EXERCISE PROMPT:
The listing below should be printed in full and exactly, apart from its images.

===============

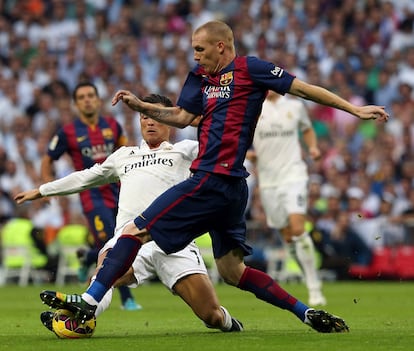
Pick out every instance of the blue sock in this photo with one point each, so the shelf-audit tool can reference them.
(116, 263)
(299, 310)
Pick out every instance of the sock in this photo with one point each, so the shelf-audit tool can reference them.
(266, 289)
(116, 263)
(303, 250)
(227, 323)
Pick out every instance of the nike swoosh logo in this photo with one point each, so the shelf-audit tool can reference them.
(82, 138)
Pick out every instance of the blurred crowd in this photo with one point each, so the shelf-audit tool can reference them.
(361, 49)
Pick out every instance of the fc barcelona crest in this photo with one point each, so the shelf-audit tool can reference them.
(226, 78)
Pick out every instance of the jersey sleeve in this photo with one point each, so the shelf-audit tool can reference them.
(191, 98)
(122, 138)
(269, 75)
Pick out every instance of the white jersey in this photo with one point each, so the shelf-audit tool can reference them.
(144, 174)
(276, 142)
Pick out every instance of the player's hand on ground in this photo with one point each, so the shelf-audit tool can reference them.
(130, 229)
(377, 113)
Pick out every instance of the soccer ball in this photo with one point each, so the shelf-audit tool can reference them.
(65, 325)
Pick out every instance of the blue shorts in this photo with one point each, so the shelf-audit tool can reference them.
(203, 203)
(101, 222)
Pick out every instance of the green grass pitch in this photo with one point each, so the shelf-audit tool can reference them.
(380, 316)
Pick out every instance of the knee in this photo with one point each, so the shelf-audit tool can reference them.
(232, 274)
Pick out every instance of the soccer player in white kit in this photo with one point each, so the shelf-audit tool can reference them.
(283, 179)
(146, 171)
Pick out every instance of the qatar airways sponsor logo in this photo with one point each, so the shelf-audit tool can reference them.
(213, 92)
(148, 161)
(277, 71)
(98, 152)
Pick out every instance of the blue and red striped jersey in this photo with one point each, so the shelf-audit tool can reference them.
(230, 103)
(87, 145)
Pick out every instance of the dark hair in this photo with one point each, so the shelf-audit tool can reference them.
(81, 85)
(158, 99)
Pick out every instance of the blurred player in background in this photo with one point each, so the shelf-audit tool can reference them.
(144, 173)
(283, 177)
(90, 139)
(228, 91)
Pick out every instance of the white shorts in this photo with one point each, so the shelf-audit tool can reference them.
(282, 201)
(152, 262)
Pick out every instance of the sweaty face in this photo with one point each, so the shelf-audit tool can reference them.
(153, 132)
(87, 101)
(206, 53)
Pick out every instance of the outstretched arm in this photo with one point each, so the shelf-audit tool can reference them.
(325, 97)
(27, 196)
(173, 116)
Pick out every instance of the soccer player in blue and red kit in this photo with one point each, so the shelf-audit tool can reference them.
(228, 92)
(90, 139)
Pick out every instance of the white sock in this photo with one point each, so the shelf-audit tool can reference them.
(227, 320)
(303, 251)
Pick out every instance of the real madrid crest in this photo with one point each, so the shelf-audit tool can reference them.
(226, 78)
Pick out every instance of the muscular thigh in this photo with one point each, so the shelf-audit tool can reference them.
(101, 224)
(200, 204)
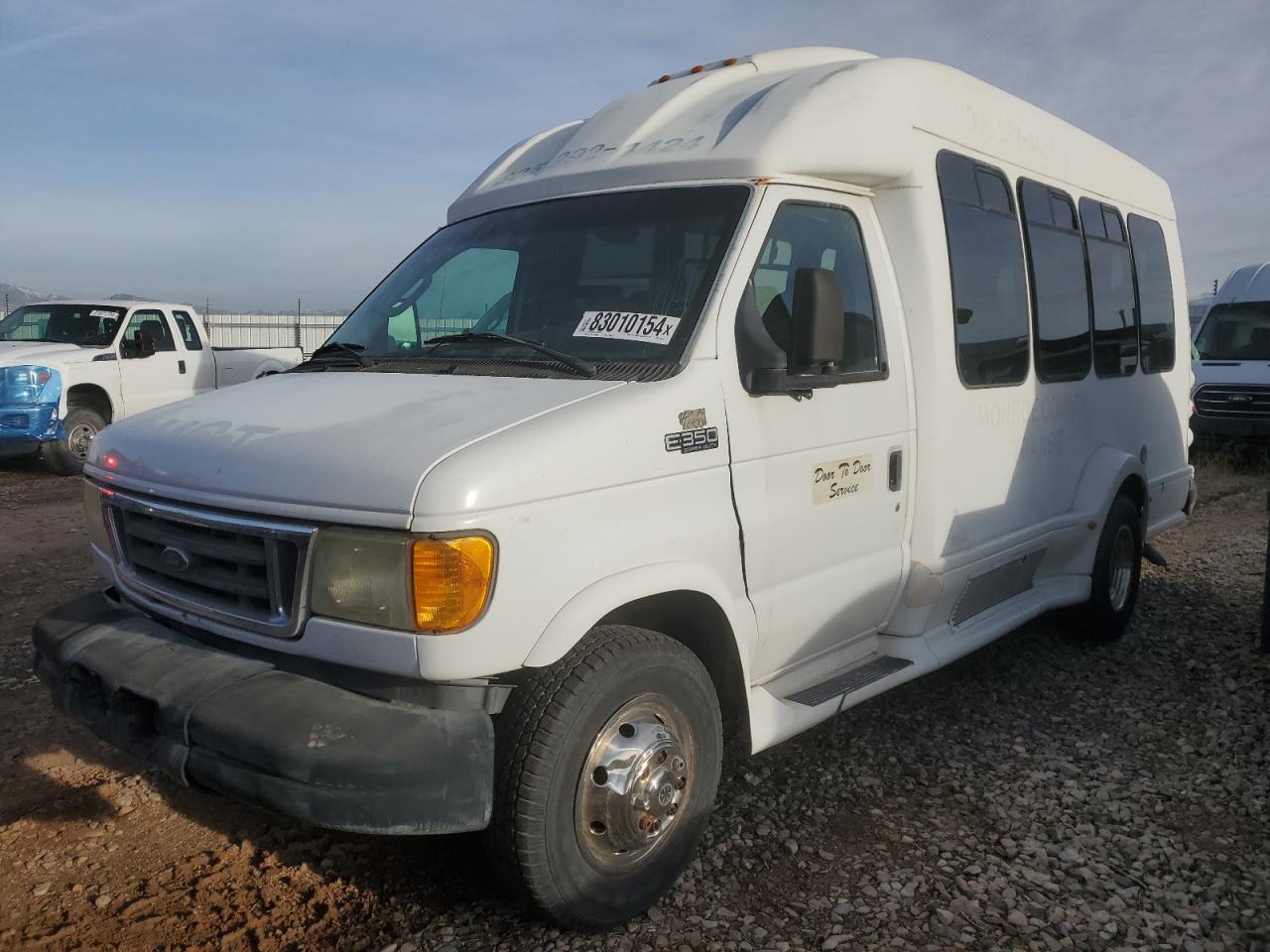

===============

SOLUTION:
Pick out every instance of the blue sock in this photo with one point each, so the shelf-audit tool can reference them.
(116, 263)
(299, 310)
Pick out every instance of the sock in this photo with one point each, so the shelf-audit tool can reference them.
(266, 289)
(116, 263)
(303, 250)
(227, 323)
Pick out every instance of the nike swoosh logo in this photo with one point each, so the shelf-audit tool can reference them.
(82, 138)
Pick out every instance of the blurred crowd in this photo with one point each, so the shelf-audit tool can reference them.
(361, 49)
Pick out every instance of the fc barcelona crest in this photo with one point each, so the shelf-audit tool can reference them.
(226, 78)
Pick out every instance of the jersey sleeve in this photo with one point each, so the shelf-audit tool can reference them.
(191, 98)
(122, 138)
(269, 75)
Pick out every instance of the white jersey in this photo with one point each, so the shelf-audit tool can reference them.
(144, 174)
(276, 142)
Pick out every instance of the player's hand on ground in this photo with one point each, so the shelf-audit tool can reference them.
(130, 229)
(377, 113)
Pick out every instance of the soccer ball in this photo with one point each, so the shelf-audit tool can reference them.
(65, 325)
Pick out every instance of the blue shorts in this photo with one point each, so the shelf-audit tool can reference them.
(203, 203)
(101, 222)
Pick out every instance of the green grass pitch in this photo with one point each, so the shelf-audit tool can reference them.
(380, 316)
Pick out every instance of the knee in this photo with one point each, so the shelf-audit tool can reference them.
(232, 274)
Pick out every instance of the soccer player in white kit in this photo with one point each, so the shelf-audit tool can reference them.
(283, 179)
(146, 171)
Pick out every instance of the qatar airways sponsor logo in this photo with one point each, so the shelf-audit tool can reference them.
(213, 92)
(148, 161)
(277, 71)
(98, 152)
Pick out every instance of the blue and red striped jersey in this photo with one point each, so the shelf-audit tool can reference them.
(230, 103)
(87, 145)
Pick out every instance of the dark hair in this photo with one point each, so the shelf-audit tool can reference them.
(81, 85)
(158, 99)
Pick out every instance of the blurred player in background in this photo with one point each, so the shelf-audit tool can reference them.
(144, 173)
(283, 177)
(90, 139)
(228, 91)
Pick out every instance of the white shorts in this photo with one point each, so the shelf-audit tool can reference them.
(282, 201)
(152, 262)
Pick out every instance of the sweaty face in this photo with one point each, so the shelf-audit tool can reference them.
(153, 132)
(87, 101)
(206, 53)
Pick out every instance of the outstretched arm in this photo with one point each, so the shelf-audit tool can reference them.
(325, 97)
(27, 196)
(173, 116)
Pick out every instance of the soccer player in blue and red kit in this photo with one point each, so the shelf-audit tool can reference them.
(228, 92)
(90, 139)
Pick out every instance of the white sock in this photo with one point each, so the shelf-audit tool can reference them.
(227, 320)
(303, 251)
Pick out every instance of the real madrid crest in this photo with one point each, so the shelf-audit tool can reference them.
(226, 78)
Pick out every instance of the muscular thigh in this photo with one point each, so the shelf-audit tool can reference them.
(101, 224)
(200, 204)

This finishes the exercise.